[Start of Information provided]

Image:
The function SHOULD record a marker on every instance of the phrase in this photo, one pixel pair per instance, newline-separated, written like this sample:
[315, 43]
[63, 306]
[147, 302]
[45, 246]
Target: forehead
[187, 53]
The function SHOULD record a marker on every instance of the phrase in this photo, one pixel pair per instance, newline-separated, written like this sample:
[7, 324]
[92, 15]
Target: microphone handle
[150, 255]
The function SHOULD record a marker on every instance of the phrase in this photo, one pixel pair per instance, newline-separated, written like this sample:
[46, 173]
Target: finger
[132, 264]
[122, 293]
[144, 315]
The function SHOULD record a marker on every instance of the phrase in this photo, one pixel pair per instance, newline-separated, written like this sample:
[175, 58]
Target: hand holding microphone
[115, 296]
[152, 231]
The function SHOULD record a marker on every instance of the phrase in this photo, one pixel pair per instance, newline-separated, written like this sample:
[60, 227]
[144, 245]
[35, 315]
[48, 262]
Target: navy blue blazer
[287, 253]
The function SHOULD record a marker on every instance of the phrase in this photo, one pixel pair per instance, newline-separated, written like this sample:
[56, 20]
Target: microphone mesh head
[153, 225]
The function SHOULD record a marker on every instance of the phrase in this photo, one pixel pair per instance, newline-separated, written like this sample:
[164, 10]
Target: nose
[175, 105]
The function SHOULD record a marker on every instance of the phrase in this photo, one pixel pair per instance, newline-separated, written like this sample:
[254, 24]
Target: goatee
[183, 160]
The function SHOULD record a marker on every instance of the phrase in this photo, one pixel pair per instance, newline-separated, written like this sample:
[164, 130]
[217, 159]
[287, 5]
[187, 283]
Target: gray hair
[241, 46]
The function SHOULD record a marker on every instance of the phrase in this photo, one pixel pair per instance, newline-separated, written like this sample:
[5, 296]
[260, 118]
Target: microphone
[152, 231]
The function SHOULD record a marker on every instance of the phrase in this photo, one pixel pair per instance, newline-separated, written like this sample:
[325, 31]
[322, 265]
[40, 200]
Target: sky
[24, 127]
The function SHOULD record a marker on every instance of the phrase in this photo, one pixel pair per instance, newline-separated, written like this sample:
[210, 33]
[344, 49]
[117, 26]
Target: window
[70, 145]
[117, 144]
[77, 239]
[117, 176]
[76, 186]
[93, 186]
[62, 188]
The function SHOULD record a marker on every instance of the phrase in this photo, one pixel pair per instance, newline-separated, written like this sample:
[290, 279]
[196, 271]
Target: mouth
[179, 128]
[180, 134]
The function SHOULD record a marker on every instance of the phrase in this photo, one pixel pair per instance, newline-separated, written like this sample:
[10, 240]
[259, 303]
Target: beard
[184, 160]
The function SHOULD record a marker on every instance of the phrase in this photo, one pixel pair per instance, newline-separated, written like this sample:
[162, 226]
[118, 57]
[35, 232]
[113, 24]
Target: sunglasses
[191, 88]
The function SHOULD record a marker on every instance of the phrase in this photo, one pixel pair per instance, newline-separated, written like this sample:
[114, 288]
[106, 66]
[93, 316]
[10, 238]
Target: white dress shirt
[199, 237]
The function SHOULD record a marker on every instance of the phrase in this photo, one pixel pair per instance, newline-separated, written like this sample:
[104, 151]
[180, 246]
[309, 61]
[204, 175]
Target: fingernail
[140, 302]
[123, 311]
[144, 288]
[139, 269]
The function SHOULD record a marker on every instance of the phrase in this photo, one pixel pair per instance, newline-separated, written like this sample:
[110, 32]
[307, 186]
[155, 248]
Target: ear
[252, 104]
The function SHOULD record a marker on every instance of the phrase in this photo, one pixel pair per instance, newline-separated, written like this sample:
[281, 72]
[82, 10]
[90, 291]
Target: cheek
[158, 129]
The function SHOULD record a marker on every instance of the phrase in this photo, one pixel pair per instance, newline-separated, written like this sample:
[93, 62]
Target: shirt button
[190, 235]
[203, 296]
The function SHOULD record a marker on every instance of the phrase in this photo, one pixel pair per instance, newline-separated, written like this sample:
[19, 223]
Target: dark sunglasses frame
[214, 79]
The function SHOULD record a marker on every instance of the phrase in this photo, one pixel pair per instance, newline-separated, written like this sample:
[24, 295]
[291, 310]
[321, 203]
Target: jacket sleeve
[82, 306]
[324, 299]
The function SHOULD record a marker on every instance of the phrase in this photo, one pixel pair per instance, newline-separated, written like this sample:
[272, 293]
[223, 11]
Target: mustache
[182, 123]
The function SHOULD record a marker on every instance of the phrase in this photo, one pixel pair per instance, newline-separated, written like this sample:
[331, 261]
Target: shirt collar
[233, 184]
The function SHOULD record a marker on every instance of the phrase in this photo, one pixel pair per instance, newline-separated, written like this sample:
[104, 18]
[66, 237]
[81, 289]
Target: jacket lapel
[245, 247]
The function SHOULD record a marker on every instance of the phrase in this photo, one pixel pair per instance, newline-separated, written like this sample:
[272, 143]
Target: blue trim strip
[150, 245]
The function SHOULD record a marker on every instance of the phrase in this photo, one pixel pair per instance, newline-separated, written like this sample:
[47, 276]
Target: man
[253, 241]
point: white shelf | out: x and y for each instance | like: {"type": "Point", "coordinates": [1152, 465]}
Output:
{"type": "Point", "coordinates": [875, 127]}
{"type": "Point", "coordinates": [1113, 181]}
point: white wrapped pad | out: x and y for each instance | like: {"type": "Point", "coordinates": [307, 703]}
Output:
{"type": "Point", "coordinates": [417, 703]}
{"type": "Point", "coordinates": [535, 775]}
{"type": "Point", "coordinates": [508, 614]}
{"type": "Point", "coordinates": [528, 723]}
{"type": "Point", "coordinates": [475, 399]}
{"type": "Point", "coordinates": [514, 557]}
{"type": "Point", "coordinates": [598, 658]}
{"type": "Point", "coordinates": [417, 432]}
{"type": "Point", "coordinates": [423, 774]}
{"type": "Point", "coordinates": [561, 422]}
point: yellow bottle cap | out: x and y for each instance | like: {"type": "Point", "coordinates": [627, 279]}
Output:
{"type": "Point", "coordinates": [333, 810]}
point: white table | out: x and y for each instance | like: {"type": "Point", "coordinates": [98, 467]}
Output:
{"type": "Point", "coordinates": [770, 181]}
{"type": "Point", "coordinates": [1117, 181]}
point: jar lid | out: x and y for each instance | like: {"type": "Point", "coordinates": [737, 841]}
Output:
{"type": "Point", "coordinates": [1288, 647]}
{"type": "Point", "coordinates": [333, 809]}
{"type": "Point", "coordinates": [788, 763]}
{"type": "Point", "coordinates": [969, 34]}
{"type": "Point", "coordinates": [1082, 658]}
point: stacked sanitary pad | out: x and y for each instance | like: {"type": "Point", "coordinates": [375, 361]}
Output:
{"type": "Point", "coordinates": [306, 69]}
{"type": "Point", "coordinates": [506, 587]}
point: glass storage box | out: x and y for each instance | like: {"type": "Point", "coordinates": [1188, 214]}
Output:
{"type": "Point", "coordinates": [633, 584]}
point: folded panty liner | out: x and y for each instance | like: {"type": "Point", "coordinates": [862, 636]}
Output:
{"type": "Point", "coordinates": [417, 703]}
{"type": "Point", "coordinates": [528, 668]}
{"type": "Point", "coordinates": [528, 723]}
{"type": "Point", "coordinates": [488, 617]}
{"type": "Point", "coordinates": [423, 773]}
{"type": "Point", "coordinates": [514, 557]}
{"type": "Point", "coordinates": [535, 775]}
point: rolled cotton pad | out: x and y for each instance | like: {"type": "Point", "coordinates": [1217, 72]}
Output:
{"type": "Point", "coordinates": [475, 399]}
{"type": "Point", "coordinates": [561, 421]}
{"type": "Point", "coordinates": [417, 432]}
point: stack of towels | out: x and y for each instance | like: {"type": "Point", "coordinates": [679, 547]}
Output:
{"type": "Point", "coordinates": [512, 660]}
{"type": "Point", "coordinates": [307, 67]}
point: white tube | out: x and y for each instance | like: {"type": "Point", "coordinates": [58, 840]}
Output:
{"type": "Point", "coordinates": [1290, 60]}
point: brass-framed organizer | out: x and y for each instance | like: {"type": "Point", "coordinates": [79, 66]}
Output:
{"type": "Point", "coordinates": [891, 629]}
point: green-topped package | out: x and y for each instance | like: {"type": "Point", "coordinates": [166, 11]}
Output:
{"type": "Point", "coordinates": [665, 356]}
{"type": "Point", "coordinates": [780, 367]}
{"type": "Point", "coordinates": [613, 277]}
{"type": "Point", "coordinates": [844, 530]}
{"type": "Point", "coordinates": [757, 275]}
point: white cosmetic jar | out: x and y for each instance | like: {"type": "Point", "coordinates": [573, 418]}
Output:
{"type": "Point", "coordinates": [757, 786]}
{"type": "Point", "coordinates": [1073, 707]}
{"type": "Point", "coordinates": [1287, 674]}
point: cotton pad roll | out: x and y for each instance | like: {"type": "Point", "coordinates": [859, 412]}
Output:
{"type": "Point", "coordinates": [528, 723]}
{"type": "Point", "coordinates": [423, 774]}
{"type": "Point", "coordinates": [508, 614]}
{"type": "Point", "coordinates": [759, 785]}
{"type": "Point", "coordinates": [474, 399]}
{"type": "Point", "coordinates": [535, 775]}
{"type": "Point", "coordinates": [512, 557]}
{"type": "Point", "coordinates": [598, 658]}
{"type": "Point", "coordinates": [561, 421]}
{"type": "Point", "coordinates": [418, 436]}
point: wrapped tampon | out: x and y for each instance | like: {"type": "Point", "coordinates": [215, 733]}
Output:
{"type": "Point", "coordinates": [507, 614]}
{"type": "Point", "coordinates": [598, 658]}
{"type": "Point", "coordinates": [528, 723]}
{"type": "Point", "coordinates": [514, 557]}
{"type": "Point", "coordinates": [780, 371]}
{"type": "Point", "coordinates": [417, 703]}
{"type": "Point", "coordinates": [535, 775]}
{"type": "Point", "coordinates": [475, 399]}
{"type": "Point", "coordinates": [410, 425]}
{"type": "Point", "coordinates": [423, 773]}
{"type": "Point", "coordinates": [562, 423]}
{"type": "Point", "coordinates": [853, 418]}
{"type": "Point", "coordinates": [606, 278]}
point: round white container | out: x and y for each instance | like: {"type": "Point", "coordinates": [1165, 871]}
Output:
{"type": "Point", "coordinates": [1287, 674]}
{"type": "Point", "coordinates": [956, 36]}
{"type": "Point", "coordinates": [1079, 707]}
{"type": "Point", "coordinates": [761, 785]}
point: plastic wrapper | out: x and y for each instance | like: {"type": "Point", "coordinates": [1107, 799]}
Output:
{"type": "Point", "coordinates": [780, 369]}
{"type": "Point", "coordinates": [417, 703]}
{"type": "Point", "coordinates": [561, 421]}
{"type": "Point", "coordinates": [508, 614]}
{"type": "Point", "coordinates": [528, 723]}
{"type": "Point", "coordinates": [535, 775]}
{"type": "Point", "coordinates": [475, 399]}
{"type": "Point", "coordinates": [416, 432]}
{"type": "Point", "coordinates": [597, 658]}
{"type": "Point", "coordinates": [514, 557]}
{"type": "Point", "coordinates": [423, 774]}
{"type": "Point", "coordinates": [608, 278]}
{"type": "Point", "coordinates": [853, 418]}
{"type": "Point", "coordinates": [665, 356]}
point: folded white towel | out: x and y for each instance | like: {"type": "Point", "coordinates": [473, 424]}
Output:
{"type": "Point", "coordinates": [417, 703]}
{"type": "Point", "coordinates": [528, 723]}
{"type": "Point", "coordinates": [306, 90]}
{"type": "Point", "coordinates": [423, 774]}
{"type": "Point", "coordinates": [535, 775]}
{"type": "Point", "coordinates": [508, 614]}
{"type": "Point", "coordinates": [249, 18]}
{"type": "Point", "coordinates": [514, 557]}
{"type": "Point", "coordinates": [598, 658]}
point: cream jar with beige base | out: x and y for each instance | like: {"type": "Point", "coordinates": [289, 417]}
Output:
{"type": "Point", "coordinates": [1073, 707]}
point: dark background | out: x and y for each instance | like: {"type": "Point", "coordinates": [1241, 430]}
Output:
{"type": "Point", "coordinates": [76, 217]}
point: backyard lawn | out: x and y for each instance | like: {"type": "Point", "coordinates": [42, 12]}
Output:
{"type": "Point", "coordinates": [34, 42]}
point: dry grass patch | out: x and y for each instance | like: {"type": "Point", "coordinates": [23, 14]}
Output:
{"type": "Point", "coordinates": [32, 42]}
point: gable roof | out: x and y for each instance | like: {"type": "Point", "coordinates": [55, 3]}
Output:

[End of Information provided]

- **Written task**:
Repeat exactly, and only, the lines from the one containing "point: plastic wrapper" through the end of the material.

- **Result below**:
point: plastic wrapper | out: x and y for each instance | like: {"type": "Point", "coordinates": [1107, 799]}
Output:
{"type": "Point", "coordinates": [780, 369]}
{"type": "Point", "coordinates": [417, 703]}
{"type": "Point", "coordinates": [561, 421]}
{"type": "Point", "coordinates": [508, 614]}
{"type": "Point", "coordinates": [528, 723]}
{"type": "Point", "coordinates": [535, 775]}
{"type": "Point", "coordinates": [475, 399]}
{"type": "Point", "coordinates": [416, 432]}
{"type": "Point", "coordinates": [597, 658]}
{"type": "Point", "coordinates": [514, 557]}
{"type": "Point", "coordinates": [423, 774]}
{"type": "Point", "coordinates": [608, 278]}
{"type": "Point", "coordinates": [853, 418]}
{"type": "Point", "coordinates": [665, 356]}
point: folded white towel | out: x and y for each instance | like: {"type": "Point", "coordinates": [473, 424]}
Output:
{"type": "Point", "coordinates": [417, 703]}
{"type": "Point", "coordinates": [528, 723]}
{"type": "Point", "coordinates": [306, 90]}
{"type": "Point", "coordinates": [423, 774]}
{"type": "Point", "coordinates": [535, 775]}
{"type": "Point", "coordinates": [508, 614]}
{"type": "Point", "coordinates": [249, 18]}
{"type": "Point", "coordinates": [514, 557]}
{"type": "Point", "coordinates": [598, 658]}
point: cream jar with beige base | out: x and y for each instance | like: {"type": "Point", "coordinates": [289, 417]}
Output:
{"type": "Point", "coordinates": [1073, 707]}
point: dark background | out: x and y for each instance | like: {"type": "Point", "coordinates": [1241, 430]}
Output:
{"type": "Point", "coordinates": [76, 217]}
point: backyard lawn | out: x and y for each instance | like: {"type": "Point", "coordinates": [42, 12]}
Output:
{"type": "Point", "coordinates": [34, 42]}
point: dry grass patch | out: x and y for each instance | like: {"type": "Point", "coordinates": [23, 14]}
Output:
{"type": "Point", "coordinates": [32, 42]}
point: gable roof | out: x and y for each instance | like: {"type": "Point", "coordinates": [55, 3]}
Output:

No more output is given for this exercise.